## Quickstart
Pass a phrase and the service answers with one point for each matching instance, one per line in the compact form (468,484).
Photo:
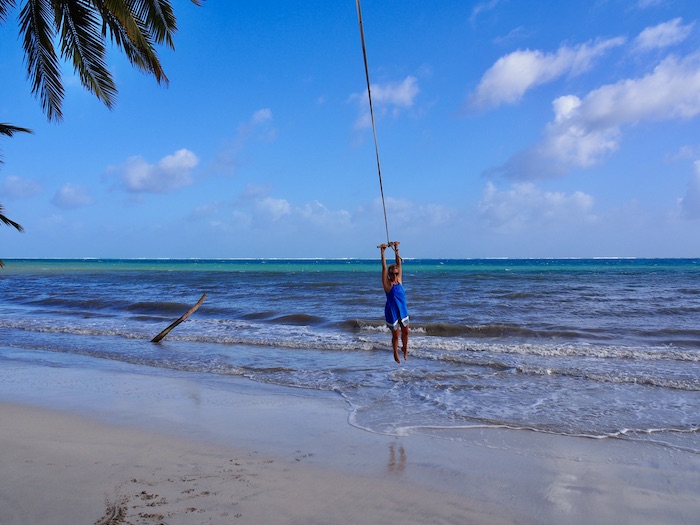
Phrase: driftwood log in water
(165,332)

- - - -

**To do:**
Without the pictures, retype each line of the records above exactly.

**Task answer:**
## Quickstart
Pass a phrase and the service answers with one point for each matching instance, one per line in the compact form (468,484).
Photo:
Phrase: driftwood log in water
(165,332)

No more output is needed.